**Data to process**
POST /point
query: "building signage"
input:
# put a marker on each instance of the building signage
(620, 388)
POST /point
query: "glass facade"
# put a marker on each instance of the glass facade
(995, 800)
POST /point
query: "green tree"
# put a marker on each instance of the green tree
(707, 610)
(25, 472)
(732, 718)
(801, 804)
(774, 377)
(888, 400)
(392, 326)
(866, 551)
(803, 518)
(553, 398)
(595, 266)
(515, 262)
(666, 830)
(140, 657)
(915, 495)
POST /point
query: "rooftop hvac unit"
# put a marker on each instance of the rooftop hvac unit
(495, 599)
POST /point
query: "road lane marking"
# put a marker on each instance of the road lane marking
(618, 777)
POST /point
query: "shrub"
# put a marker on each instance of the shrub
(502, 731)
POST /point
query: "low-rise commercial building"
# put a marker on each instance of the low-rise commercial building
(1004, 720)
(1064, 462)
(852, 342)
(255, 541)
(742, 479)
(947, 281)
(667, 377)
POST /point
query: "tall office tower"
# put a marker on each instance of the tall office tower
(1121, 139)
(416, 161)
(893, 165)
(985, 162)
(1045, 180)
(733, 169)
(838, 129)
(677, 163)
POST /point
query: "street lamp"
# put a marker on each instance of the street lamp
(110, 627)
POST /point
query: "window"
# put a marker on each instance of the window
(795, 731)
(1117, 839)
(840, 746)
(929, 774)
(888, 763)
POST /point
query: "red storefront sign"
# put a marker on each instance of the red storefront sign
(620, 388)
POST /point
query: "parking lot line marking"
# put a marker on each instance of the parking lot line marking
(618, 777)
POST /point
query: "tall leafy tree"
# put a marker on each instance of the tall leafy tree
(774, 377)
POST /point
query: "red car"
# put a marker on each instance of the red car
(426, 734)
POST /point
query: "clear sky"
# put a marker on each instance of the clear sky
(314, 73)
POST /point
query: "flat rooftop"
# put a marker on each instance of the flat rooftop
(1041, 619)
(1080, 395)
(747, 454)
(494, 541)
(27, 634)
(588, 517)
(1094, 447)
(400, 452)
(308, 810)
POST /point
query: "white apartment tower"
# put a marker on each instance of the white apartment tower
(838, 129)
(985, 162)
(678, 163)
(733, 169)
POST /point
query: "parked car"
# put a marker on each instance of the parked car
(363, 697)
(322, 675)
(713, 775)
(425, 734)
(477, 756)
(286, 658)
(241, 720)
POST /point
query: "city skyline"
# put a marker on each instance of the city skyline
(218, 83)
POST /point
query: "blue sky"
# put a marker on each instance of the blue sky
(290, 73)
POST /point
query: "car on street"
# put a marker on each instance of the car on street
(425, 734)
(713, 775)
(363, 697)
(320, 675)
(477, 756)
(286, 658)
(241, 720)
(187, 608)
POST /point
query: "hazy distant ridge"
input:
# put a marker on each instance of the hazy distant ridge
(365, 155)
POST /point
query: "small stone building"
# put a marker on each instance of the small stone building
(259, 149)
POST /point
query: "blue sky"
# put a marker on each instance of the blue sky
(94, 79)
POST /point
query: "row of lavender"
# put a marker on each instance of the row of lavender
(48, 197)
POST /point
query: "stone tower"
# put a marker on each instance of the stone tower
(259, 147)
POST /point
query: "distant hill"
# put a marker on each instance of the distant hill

**What you should do**
Collect every line in the entries above that contains the string "street".

**Solution for this exercise**
query: "street lamp"
# put a marker on each instance of the street lamp
query: "car on street"
# put a marker on each instance of the car on street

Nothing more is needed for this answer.